___ Information supplied

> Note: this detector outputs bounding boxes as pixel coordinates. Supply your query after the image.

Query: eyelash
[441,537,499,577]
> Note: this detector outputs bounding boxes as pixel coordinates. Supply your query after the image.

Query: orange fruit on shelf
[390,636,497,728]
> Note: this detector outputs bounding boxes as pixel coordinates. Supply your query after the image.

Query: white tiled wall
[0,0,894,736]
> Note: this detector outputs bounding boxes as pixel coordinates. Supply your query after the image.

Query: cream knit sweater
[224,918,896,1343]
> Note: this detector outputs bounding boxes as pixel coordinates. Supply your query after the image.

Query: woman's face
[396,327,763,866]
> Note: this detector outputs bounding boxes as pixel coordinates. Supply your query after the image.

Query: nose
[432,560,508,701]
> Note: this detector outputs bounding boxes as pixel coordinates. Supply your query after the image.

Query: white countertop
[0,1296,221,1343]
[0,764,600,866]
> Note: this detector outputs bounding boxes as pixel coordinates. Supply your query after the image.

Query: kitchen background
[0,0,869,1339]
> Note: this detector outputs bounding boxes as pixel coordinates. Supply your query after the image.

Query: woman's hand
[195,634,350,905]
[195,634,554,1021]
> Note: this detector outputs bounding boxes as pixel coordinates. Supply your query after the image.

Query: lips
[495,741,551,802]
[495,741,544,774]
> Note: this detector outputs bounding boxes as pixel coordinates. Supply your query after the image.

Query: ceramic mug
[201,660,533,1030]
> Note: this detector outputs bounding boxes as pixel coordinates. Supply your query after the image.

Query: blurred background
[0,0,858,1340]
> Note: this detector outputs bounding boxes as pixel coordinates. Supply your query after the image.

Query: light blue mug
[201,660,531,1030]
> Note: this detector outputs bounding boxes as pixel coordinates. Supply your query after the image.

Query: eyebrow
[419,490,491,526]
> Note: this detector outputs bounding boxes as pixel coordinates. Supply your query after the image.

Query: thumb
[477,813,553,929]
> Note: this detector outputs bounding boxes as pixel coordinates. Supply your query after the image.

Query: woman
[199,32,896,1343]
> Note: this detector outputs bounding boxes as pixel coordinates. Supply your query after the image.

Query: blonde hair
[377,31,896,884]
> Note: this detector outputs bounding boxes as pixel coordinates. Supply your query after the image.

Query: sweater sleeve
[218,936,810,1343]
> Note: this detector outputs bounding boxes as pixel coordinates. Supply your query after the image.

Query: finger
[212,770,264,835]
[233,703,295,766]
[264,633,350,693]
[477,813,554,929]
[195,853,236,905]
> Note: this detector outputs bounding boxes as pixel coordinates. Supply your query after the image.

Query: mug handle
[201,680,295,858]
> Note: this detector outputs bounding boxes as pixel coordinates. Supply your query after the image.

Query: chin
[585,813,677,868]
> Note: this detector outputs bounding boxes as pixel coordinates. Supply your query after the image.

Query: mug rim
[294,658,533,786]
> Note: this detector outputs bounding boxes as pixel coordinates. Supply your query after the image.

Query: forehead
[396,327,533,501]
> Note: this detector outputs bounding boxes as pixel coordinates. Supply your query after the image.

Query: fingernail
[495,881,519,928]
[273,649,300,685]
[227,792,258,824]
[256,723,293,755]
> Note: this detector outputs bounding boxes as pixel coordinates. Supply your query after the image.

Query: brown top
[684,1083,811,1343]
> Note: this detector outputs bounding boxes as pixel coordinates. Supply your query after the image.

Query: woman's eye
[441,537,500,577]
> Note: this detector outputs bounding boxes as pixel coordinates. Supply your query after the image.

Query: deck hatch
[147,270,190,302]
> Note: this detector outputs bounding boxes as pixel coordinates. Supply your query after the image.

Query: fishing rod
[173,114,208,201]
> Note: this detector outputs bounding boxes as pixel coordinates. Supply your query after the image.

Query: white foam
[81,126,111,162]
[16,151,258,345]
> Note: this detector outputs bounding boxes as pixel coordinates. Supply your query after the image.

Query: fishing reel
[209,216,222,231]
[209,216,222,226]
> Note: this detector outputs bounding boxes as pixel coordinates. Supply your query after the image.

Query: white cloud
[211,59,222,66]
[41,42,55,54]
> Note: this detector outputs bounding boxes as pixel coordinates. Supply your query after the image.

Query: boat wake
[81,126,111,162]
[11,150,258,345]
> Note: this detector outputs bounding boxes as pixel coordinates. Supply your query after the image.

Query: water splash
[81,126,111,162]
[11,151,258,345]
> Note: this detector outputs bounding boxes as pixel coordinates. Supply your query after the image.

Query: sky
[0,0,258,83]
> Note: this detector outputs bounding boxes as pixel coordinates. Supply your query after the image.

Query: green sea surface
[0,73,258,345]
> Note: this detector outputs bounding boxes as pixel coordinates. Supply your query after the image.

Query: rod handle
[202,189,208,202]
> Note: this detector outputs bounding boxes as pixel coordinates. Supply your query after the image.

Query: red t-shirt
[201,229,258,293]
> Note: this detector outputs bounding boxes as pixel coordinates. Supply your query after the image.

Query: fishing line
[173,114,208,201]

______

Please rewrite the lines from the start of the records through the line holding "[0,0,894,736]", inclusive, as a Markdown table with the columns Number and Line, one row per line, and leave out blank lines.

_Solution to this exercise:_
| Number | Line |
|---|---|
| 1 | > Note: this detector outputs bounding boxes as pixel coordinates. Supply your query after the image. |
| 2 | Query: eyelash |
| 3 | [441,537,499,577] |
| 4 | > Note: this detector outputs bounding boxes as pixel coordinates. Supply your query after the image. |
| 5 | Query: orange fruit on shelf |
| 6 | [390,636,497,728] |
| 7 | > Note: this detector outputs bounding boxes as pixel coordinates. Supply your query after the image. |
| 8 | Query: white tiled wall |
| 9 | [0,0,894,736] |